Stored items
• • • • • • •
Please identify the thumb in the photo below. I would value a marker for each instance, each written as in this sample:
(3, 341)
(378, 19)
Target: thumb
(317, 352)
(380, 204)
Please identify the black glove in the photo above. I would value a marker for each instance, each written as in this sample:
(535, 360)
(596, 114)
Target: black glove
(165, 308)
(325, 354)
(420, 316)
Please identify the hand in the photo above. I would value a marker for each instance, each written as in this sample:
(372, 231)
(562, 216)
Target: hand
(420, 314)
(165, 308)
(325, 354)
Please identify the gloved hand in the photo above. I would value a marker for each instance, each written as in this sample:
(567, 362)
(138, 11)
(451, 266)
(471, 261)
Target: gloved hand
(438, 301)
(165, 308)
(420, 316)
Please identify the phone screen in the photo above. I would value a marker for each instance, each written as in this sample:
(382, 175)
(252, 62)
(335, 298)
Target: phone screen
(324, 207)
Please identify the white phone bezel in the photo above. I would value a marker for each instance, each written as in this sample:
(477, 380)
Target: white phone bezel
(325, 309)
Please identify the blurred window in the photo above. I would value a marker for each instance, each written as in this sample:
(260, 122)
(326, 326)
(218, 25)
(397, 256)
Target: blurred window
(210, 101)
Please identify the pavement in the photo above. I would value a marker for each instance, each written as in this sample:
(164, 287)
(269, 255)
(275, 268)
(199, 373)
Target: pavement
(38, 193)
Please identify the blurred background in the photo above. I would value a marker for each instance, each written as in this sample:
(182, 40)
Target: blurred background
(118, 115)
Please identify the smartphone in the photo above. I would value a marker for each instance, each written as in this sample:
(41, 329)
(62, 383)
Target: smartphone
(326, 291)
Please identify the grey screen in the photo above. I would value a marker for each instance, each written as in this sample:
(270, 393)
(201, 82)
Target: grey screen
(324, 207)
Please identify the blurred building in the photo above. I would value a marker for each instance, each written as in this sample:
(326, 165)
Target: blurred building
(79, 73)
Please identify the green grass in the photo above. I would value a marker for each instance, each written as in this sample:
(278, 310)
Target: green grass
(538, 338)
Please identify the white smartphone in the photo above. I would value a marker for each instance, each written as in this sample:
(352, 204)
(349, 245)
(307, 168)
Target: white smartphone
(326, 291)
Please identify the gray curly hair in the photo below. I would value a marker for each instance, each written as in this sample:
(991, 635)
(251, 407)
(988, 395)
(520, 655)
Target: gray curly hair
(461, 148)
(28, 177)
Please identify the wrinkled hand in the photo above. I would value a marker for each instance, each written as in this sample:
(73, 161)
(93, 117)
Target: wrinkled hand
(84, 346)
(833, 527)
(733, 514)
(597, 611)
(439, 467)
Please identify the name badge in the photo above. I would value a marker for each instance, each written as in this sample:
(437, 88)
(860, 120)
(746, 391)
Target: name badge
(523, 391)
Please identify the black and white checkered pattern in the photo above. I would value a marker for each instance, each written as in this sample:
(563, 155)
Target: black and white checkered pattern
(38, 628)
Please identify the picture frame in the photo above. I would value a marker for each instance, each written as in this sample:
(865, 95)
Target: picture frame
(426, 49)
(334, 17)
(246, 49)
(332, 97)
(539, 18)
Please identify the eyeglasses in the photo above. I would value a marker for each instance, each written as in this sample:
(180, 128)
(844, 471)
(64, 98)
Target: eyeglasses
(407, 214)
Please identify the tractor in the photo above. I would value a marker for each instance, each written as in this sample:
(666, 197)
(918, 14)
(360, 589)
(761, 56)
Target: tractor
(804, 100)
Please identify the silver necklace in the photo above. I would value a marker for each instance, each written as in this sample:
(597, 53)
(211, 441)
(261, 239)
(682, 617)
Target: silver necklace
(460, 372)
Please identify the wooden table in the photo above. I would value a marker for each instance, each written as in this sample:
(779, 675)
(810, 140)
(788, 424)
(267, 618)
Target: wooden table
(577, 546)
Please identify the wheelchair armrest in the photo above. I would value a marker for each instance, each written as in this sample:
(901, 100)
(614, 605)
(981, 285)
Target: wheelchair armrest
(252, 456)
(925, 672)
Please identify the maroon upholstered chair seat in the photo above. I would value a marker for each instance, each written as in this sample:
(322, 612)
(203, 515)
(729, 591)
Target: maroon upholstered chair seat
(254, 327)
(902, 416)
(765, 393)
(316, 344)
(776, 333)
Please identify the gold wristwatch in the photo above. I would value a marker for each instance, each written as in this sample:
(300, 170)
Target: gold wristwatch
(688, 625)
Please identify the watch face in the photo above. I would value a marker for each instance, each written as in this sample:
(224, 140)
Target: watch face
• • • • • • •
TASK
Reproduce the data shown above in its entirety, keeping each word as it is.

EXERCISE SOLUTION
Please identify the thumb in the photo below. I would value a marker for each instance, each written as in this sample:
(3, 341)
(378, 19)
Target: thumb
(317, 352)
(380, 204)
Please identify the black glove in the photo above. I would value a marker for each instance, each written as in this sample:
(535, 360)
(596, 114)
Target: black glove
(165, 308)
(325, 354)
(420, 316)
Please identify the hand in the photo above. I would value a marker for each instance, each written as in this sample:
(372, 231)
(562, 216)
Target: hand
(420, 314)
(165, 308)
(325, 354)
Please identify the gloved hand in the photo above. I would value a marker for each instance, each written as in this sample:
(567, 362)
(138, 11)
(451, 266)
(471, 261)
Target: gloved hand
(438, 301)
(165, 308)
(420, 316)
Please identify the phone screen in the photo above. I would value a marker for each instance, each written as in this sample:
(382, 175)
(252, 62)
(335, 298)
Target: phone screen
(324, 207)
Please identify the white phone bezel in the photo above. I would value a marker for each instance, each written as in this sample:
(477, 380)
Target: white phone bezel
(325, 309)
Please identify the blurred window in the photo above. I would value a marker for each instance, each written as in this sample:
(260, 122)
(326, 326)
(218, 25)
(397, 256)
Target: blurred window
(210, 101)
Please identify the pavement in the photo above. I would value a marker for each instance, each written as in this sample:
(164, 287)
(269, 255)
(275, 268)
(199, 373)
Target: pavement
(38, 193)
Please identify the blurred background in the photo above. I would value a marker for each instance, each written as in this sample:
(182, 40)
Target: blurred background
(118, 115)
Please identify the smartphone in the photo above. I would value a marker for each instance, each written as in this sample:
(41, 329)
(62, 383)
Target: smartphone
(326, 291)
Please identify the grey screen in the photo above. I would value a marker for each instance, each written as in this sample:
(270, 393)
(201, 82)
Target: grey screen
(324, 207)
Please identify the blurred building in the photo above. I would value a marker for each instance, each written as in this sample:
(326, 165)
Target: blurred building
(79, 73)
Please identify the green grass in the photo above. I would value a marker for each instance, each written as in this sample:
(278, 310)
Target: green grass
(538, 338)
Please identify the white smartphone in the photo above. I would value a marker for each instance, each written as in this sample:
(352, 204)
(349, 245)
(307, 168)
Target: white smartphone
(326, 291)
Please identify the gray curly hair in the photo below. I would value a marker for each instance, each written as in this sample:
(991, 635)
(251, 407)
(988, 395)
(520, 655)
Target: gray curly hair
(461, 148)
(28, 177)
Please identify the wrinkled hand in the photo above. I would value a marker for each instance, each written as in this sample:
(73, 161)
(93, 117)
Target: wrinkled hand
(84, 346)
(833, 527)
(733, 514)
(597, 611)
(439, 467)
Please identify the name badge in the photo above. I would value a marker for each instance, each written as in this sample:
(437, 88)
(860, 120)
(746, 391)
Target: name badge
(523, 391)
Please identify the black and white checkered pattern in the photo above. I would value a marker for each instance, each written as in this sample:
(563, 155)
Target: black and white checkered pattern
(38, 628)
Please identify the picture frame in the photo above. I would value a marker for each instance, each written as in this sample:
(865, 95)
Target: picture frame
(426, 49)
(334, 17)
(246, 49)
(332, 97)
(539, 18)
Please identify the eyeglasses in the photo above. I would value a marker for each instance, each written as in this sample:
(180, 128)
(844, 471)
(64, 98)
Target: eyeglasses
(407, 214)
Please identify the tractor in the photo above. I would value a marker for each instance, each written as in this sample:
(666, 197)
(918, 14)
(360, 589)
(761, 56)
Target: tractor
(804, 100)
Please identify the silver necklace in the photo above. I would value a marker for each instance, each written as in this sample:
(597, 53)
(211, 441)
(261, 239)
(682, 617)
Target: silver necklace
(460, 372)
Please identify the wooden table in the photo above. I would value a marker for each instance, each written as in this sample:
(779, 675)
(810, 140)
(788, 424)
(267, 618)
Target: wooden table
(577, 546)
Please identify the wheelchair armrest in the photo above. I would value a marker for each instance, each written as in this sample:
(901, 100)
(614, 605)
(981, 285)
Target: wheelchair armrest
(252, 456)
(925, 672)
Please identify the maroon upholstered chair seat in the photo above. I would value a marker for each instance, each written as in this sample:
(322, 612)
(203, 515)
(729, 591)
Target: maroon upholstered chair seat
(254, 327)
(902, 416)
(765, 393)
(316, 344)
(776, 333)
Please identify the gold wristwatch in the photo above. I would value a marker for each instance, each written as in this sample:
(300, 170)
Target: gold wristwatch
(688, 625)
Please identify the watch face in the photo above. I would value a marker for each instance, each written as in this sample:
(224, 140)
Target: watch face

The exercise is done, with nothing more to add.